Can you rescale everything from the start of the rows through the line that contains "[[61, 15, 63, 22]]", writing those lines out again, requests included, with each box coordinate multiplied by 0.75 and rounded to a whole number (halves up)? Return only those lines.

- Dataset extract:
** start **

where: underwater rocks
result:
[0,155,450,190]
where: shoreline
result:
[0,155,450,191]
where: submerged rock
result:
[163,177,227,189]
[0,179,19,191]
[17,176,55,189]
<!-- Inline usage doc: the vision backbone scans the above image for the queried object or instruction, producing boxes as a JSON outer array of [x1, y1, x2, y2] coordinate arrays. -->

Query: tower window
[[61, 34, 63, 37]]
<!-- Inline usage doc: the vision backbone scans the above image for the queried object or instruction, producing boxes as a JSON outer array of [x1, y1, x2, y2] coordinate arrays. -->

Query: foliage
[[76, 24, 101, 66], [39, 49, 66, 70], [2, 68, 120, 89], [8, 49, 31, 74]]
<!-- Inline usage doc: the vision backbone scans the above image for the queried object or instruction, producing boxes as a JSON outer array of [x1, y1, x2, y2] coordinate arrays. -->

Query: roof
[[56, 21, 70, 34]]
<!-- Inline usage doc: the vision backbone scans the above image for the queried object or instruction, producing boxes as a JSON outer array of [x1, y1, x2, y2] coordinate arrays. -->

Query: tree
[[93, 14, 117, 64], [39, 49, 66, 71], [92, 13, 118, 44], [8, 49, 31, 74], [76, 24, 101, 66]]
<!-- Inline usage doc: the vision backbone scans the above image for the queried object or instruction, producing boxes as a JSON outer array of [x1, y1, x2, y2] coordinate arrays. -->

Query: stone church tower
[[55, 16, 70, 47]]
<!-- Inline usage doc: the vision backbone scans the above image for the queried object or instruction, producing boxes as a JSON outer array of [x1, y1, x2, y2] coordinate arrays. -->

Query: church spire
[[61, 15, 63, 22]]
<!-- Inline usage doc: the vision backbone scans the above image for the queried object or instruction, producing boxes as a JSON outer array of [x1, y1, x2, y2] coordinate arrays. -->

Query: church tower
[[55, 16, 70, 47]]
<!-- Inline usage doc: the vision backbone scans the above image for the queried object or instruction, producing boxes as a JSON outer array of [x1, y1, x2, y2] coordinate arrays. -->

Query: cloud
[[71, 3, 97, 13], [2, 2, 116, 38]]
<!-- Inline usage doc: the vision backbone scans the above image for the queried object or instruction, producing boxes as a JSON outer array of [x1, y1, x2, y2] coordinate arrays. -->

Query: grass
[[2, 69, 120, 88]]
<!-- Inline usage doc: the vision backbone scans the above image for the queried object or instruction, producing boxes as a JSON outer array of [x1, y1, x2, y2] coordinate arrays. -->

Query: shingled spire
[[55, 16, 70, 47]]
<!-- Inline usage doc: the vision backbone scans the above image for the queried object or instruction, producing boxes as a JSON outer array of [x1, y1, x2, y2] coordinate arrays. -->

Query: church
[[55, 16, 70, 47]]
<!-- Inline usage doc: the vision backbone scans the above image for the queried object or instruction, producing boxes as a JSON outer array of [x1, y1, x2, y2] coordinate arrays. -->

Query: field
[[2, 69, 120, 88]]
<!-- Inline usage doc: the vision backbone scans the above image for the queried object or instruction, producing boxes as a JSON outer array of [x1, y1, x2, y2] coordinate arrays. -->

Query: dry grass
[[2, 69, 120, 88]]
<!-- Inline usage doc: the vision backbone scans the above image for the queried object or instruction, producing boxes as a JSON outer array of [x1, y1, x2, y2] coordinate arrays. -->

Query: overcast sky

** end **

- Expected answer:
where: underwater rocks
result:
[0,116,338,143]
where: shoreline
result:
[0,116,338,143]
where: submerged rock
result:
[122,133,170,142]
[0,134,14,143]
[13,132,41,142]
<!-- Inline usage doc: the vision backbone scans the above image for the queried object or instruction, producing boxes as a JSON outer array of [x1, y1, x2, y2] coordinate arrays. -->

Query: tower window
[[46, 26, 47, 28]]
<!-- Inline usage doc: the vision backbone scans the above image for the queried object or instruction, producing boxes as a JSON outer array of [x1, y1, x2, y2] coordinate arrays. -->

Query: foliage
[[57, 18, 76, 50], [29, 37, 50, 53], [2, 51, 90, 67], [6, 37, 23, 56]]
<!-- Inline usage doc: the vision backbone scans the above image for the queried object or instruction, producing boxes as a JSON outer array of [x1, y1, x2, y2] coordinate arrays. -->

Query: roof
[[42, 16, 53, 26]]
<!-- Inline usage doc: the vision backbone scans the above image for the queried object or instruction, producing boxes as a JSON outer array of [x1, y1, x2, y2] coordinate arrays. -->

Query: tree
[[70, 11, 88, 48], [29, 37, 50, 53], [69, 10, 89, 33], [6, 37, 23, 56], [57, 18, 76, 50]]
<!-- Inline usage doc: the vision backbone scans the above image for the queried object or instruction, producing boxes as a JSON outer array of [x1, y1, x2, y2] coordinate arrays. -->

Query: stone church tower
[[41, 12, 53, 35]]
<!-- Inline usage doc: the vision backbone scans the above image for the queried object or instruction, producing boxes as a JSON outer array of [x1, y1, x2, y2] coordinate arrays. -->

Query: church spire
[[46, 11, 47, 17]]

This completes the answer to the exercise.